Requirements:
From the overheating thread, reproduce verbatim the stretch that begins at the words "I dont think" and stops after "(Apr 30, 2002)".

Provided passage:
-.-.-

# Changed Thermostat, now car overheats.



## jbrickbm (Oct 30, 2011)

I bought my mk3 gti 2.0 last october. Ever since i bought it the engine has never ran hot, the temp gauge has always stayed really low, or at best after the car has been running for a while and sitting idle maybe at a 1/4 of the way up, and my heat has barely worked, maybe running warm a little bit when the car showed 1/4 of the way on the gauge. 

I've been thinking that it is probably a thermostat problem, I purchased a tstat and some coolant and following Dan's DIY tstat change I put the new thermostat into the engine block then put the oring in, then the thermostat housing over it. It seems like I finally have filled the coolant up and the car warms up like normal it seems like, but the gauge keeps going up to 230f and thats when i turn the engine off. The top radiator hose gets hot, the bottom radiator hose and radiator are cold. 

I dont think it could be the water pump because I didnt have any issues before with overheating, but when I take the hose off of the top of the coolant bottle and rev the car up nothing comes out. I saw in another forum of someone recomending sucking on the end of the hose to pull coolant through? Does that make sense? Could the thermostat i put in be bad? Is it possible to put the thermostat or o-ring in the wrong even if tstat is facing the right direction? Please any help would be appreciated. thanks


----------



## jay86 (Apr 30, 2002)

You have an air pocket. Drain the coolant and fill the radiator. You will need to also fill the block.


----------



## jbrickbm (Oct 30, 2011)

jay86 said:


> You have an air pocket. Drain the coolant and fill the radiator. You will need to also fill the block.

-.-.-

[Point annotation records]
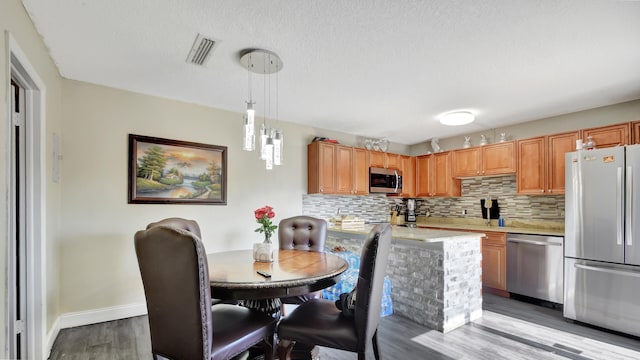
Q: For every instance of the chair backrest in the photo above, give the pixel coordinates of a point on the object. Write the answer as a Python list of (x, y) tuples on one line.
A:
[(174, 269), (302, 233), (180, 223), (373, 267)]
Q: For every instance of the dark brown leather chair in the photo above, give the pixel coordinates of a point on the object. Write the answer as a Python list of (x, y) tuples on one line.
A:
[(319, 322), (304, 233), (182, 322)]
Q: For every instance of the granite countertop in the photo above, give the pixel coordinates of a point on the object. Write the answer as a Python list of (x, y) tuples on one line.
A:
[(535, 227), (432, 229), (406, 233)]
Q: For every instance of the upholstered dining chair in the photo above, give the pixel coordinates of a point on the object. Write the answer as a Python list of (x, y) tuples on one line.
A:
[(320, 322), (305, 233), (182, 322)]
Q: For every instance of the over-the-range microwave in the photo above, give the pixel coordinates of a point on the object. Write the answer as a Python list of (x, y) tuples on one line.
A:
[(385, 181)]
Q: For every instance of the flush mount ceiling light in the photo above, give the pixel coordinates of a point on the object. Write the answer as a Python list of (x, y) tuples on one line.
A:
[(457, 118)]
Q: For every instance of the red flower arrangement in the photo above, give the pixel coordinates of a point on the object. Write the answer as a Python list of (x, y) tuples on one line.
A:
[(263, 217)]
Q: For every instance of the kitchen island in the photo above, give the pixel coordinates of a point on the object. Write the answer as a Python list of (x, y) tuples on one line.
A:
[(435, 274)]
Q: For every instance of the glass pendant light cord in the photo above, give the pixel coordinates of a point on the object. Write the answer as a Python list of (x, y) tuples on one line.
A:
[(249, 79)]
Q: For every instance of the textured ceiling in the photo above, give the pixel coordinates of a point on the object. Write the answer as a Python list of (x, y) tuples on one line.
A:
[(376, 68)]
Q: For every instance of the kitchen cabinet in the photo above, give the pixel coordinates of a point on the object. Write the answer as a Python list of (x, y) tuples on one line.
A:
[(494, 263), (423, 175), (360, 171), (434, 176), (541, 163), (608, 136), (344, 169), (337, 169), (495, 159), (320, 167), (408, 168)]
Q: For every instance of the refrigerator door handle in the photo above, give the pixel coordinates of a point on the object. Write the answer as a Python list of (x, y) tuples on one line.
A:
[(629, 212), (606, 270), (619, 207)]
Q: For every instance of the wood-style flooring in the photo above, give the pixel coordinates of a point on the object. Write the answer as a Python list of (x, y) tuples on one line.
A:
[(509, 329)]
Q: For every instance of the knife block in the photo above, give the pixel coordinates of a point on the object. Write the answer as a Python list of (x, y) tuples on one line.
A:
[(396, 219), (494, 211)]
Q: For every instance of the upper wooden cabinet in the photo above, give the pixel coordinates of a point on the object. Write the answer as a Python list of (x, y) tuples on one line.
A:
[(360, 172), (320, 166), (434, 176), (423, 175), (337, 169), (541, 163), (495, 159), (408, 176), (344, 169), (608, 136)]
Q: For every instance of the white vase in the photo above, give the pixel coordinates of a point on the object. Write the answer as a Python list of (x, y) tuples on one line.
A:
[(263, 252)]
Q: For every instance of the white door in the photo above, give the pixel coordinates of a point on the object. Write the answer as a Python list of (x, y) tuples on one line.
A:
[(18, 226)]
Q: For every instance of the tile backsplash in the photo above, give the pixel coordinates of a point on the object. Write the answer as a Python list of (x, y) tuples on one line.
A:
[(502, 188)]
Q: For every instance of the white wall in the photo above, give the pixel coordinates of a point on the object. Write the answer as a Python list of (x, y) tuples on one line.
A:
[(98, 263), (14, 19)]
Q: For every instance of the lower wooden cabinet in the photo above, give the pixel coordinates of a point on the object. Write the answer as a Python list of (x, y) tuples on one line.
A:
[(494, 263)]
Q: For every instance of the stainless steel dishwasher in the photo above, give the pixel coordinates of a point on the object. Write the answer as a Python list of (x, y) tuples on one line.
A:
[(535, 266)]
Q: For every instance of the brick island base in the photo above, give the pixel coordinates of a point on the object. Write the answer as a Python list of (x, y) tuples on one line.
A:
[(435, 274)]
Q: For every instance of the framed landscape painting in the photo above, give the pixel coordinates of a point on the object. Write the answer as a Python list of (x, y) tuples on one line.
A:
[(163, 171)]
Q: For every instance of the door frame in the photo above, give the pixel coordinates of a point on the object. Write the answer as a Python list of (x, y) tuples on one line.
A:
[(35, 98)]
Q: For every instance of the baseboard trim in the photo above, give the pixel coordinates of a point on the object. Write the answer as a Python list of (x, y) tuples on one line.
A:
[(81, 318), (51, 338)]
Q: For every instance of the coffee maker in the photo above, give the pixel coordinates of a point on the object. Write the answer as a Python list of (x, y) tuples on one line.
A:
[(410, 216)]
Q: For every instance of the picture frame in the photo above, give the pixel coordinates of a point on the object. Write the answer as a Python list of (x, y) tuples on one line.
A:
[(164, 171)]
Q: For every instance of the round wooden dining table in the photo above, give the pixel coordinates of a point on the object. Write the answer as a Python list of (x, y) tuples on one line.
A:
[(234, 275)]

-.-.-

Problem solution:
I dont think it could be the water pump because I didnt have any issues before with overheating, but when I take the hose off of the top of the coolant bottle and rev the car up nothing comes out. I saw in another forum of someone recomending sucking on the end of the hose to pull coolant through? Does that make sense? Could the thermostat i put in be bad? Is it possible to put the thermostat or o-ring in the wrong even if tstat is facing the right direction? Please any help would be appreciated. thanks


----------



## jay86 (Apr 30, 2002)